(Stated problem)
Answer these from the Ken Lockie article, one line each:
(a) In what city was he born?
(b) On what date did he change his name by deed poll?
(c) Whom did Simple Minds hire to produce Sons And Fascination?

- Also known as: Peter Dellow, Kenneth Lockie
- Born: 1956 (age 69–70) Newcastle upon Tyne, England
- Genres: New wave, post-punk, synthpop, techno, house
- Occupations: Musician, record producer
- Instruments: Keyboards, vocals
- Years active: Since 1970s
- Labels: Virgin Records, Pnuma

= Ken Lockie =

Kenneth Lockie (born 1956) is an English singer-songwriter and producer, best known as the principle songwriter and vocalist of English new wave band Cowboys International, as well as a collaborator with synth-pop group Dominatrix and John Lydon of Public Image Ltd.

==Early life and education==

He was born in Newcastle upon Tyne in 1956 as Peter Dellow and changed his name to Ken Lockie by Deed poll on 8 January 1980.

==Career==
===Cowboys International===
Ken Lockie, a keyboardist for Cowboys International, was recording his first Virgin album (The Impossible) when Simple Minds signed with the label. The band took an interest in his work after hearing backing tracks, and hired its producer Steve Hillage to produce their next album (Sons And Fascination).

(Supplied material)
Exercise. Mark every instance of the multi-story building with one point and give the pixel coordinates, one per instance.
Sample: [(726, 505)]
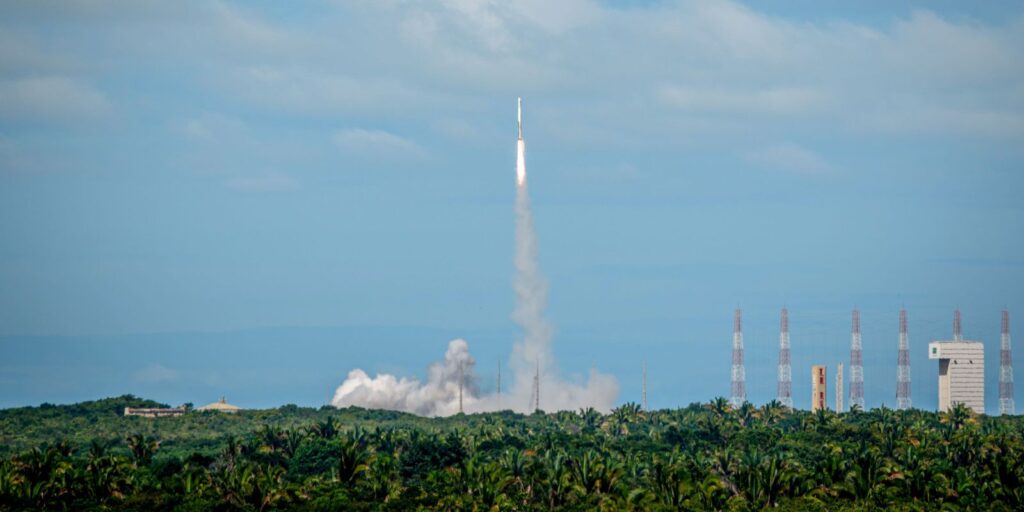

(Answer)
(a) Newcastle upon Tyne
(b) 8 January 1980
(c) Steve Hillage